[Start Records for the task]

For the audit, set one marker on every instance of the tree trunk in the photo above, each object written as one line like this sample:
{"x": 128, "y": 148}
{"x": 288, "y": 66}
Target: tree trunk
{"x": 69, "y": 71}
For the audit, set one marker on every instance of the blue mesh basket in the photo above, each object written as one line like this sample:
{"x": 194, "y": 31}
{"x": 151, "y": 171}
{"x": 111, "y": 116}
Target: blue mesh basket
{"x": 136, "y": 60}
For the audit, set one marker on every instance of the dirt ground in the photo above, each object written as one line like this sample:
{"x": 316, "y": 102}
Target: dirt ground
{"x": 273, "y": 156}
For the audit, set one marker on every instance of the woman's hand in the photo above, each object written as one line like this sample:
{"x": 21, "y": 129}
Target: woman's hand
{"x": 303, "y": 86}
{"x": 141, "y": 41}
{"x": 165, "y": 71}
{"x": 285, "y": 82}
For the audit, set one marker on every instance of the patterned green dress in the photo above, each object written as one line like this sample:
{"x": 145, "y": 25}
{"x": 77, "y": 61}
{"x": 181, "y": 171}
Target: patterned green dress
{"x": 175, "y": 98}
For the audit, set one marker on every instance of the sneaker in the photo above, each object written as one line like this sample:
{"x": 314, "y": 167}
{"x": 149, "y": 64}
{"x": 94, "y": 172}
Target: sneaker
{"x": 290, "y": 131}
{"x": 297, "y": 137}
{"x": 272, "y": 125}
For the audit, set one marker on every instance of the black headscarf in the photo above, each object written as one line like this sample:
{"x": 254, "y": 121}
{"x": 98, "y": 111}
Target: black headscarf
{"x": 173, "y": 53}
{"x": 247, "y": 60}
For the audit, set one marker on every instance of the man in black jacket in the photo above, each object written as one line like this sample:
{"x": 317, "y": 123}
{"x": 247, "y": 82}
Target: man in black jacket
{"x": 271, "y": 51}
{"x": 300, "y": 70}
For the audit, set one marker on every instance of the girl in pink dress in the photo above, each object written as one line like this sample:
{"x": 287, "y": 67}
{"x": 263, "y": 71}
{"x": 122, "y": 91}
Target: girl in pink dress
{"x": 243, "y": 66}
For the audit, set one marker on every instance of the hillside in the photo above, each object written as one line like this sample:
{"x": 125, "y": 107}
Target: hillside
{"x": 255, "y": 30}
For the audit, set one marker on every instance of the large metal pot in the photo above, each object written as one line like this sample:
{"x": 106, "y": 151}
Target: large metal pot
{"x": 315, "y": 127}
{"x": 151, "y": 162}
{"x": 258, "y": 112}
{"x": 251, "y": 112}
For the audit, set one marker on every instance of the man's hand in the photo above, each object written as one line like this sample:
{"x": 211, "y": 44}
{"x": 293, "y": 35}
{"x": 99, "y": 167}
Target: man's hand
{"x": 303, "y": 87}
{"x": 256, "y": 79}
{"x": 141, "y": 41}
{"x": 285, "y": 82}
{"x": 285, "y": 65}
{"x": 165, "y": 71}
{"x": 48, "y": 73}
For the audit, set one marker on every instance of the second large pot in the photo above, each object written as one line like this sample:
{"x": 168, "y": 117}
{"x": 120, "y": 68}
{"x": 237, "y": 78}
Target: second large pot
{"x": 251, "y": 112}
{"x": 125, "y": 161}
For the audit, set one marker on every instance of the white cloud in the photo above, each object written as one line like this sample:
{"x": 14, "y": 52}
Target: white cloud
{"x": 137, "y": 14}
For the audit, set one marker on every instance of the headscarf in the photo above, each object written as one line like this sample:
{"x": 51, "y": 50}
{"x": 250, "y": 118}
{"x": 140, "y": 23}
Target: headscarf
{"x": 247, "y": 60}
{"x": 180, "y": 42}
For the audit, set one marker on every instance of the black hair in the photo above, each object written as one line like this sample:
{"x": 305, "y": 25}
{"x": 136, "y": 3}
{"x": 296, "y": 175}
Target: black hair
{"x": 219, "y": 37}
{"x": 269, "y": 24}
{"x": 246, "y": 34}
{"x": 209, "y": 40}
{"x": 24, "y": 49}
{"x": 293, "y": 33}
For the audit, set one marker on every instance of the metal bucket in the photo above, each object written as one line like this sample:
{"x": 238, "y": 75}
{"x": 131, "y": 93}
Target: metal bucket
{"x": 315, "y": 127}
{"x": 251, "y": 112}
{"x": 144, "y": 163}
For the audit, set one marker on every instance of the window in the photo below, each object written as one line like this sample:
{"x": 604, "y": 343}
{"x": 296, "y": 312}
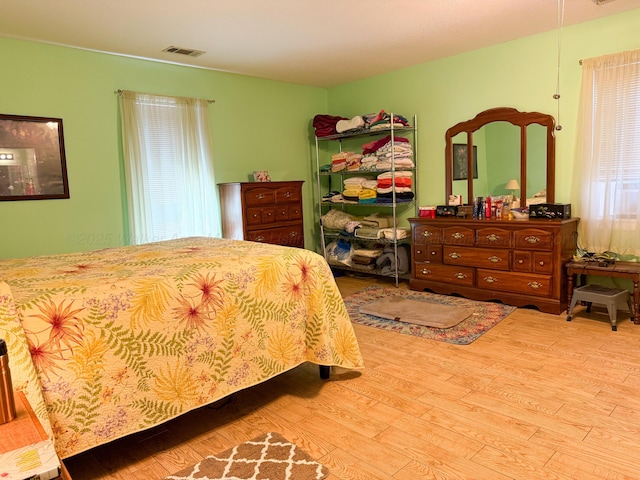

[End Records for the task]

__Given exercise__. Could you reproduce the whole listing above word for word, omitting the picture?

__The reply__.
For the audit, set one marker on every instance of the tree trunk in the photo above, each object written as one line like this sample:
{"x": 128, "y": 148}
{"x": 288, "y": 66}
Target: tree trunk
{"x": 69, "y": 71}
For the audit, set one marker on every instance of the blue mesh basket in the photo above, each object written as one line like this sample:
{"x": 194, "y": 31}
{"x": 151, "y": 171}
{"x": 111, "y": 116}
Target: blue mesh basket
{"x": 136, "y": 60}
For the audit, set one marker on every instance of the dirt ground in the photo above, each object written as one line like this sample:
{"x": 316, "y": 102}
Target: dirt ground
{"x": 273, "y": 156}
For the audit, set one marker on every instance of the woman's hand in the photo above, each object written as one line like this sample:
{"x": 21, "y": 129}
Target: woman's hand
{"x": 303, "y": 86}
{"x": 141, "y": 41}
{"x": 165, "y": 71}
{"x": 285, "y": 82}
For the audit, set one marker on every instance of the patterned green dress in the photo above, each object written as one line like this sample:
{"x": 145, "y": 25}
{"x": 77, "y": 61}
{"x": 181, "y": 171}
Target: patterned green dress
{"x": 175, "y": 98}
For the audit, set one marker on every instance of the sneaker in the photo above, each object written as one line like this sample:
{"x": 314, "y": 167}
{"x": 149, "y": 64}
{"x": 94, "y": 172}
Target: sneaker
{"x": 290, "y": 131}
{"x": 297, "y": 137}
{"x": 272, "y": 125}
For the audit, set one marker on every instance of the black headscarf in the photo above, each object written as one line like this sample:
{"x": 254, "y": 121}
{"x": 98, "y": 111}
Target: black headscarf
{"x": 173, "y": 53}
{"x": 247, "y": 60}
For the audit, set one marker on every instance of the man in black jacket in the photo above, each object written as one line like this sample:
{"x": 317, "y": 123}
{"x": 247, "y": 82}
Target: man in black jacket
{"x": 271, "y": 51}
{"x": 300, "y": 70}
For the audit, set one marker on every instance of the girl in pink dress in the photo above, each object written as one line like this sample:
{"x": 287, "y": 67}
{"x": 263, "y": 71}
{"x": 122, "y": 91}
Target: girl in pink dress
{"x": 243, "y": 66}
For the audit, set one marker on every instance of the hillside in the photo above, each object written as one line like this sample:
{"x": 125, "y": 107}
Target: hillside
{"x": 255, "y": 30}
For the audit, set one marker on every instance of the large metal pot in the photo above, each object written as one line like this sample:
{"x": 106, "y": 151}
Target: large metal pot
{"x": 315, "y": 127}
{"x": 151, "y": 162}
{"x": 258, "y": 112}
{"x": 251, "y": 112}
For the audit, set one marker on every instance of the man's hand in the photo above, each object written as one line like this sample:
{"x": 211, "y": 44}
{"x": 293, "y": 35}
{"x": 99, "y": 167}
Target: man's hand
{"x": 303, "y": 87}
{"x": 256, "y": 79}
{"x": 141, "y": 41}
{"x": 285, "y": 82}
{"x": 285, "y": 65}
{"x": 165, "y": 71}
{"x": 48, "y": 73}
For the audit, set one marker on every instance of the second large pot in the photo above, each object written as one line like this sample:
{"x": 168, "y": 117}
{"x": 120, "y": 68}
{"x": 237, "y": 78}
Target: second large pot
{"x": 251, "y": 112}
{"x": 125, "y": 161}
For the audit, set one marker on every instance of the white cloud in the photo above, each object written as one line like this sample:
{"x": 14, "y": 52}
Target: white cloud
{"x": 137, "y": 14}
For the audit, set one marker on every instance of the headscarf in the photo above, each object written as one line like this sample:
{"x": 51, "y": 50}
{"x": 250, "y": 118}
{"x": 140, "y": 23}
Target: headscarf
{"x": 247, "y": 60}
{"x": 180, "y": 42}
For the audit, set one marker on every instance of the black hair in the photo above, each object written as one line like this sample:
{"x": 305, "y": 25}
{"x": 136, "y": 3}
{"x": 296, "y": 175}
Target: black hair
{"x": 219, "y": 37}
{"x": 269, "y": 24}
{"x": 246, "y": 34}
{"x": 209, "y": 40}
{"x": 24, "y": 49}
{"x": 293, "y": 33}
For the audit, set one marker on every instance of the metal bucket in the photo above, each object written as one line like this sample:
{"x": 238, "y": 75}
{"x": 131, "y": 93}
Target: metal bucket
{"x": 315, "y": 127}
{"x": 251, "y": 112}
{"x": 144, "y": 163}
For the audit, set one marker on every instance of the window in the photo below, each object written as one line like this sample:
{"x": 604, "y": 343}
{"x": 296, "y": 312}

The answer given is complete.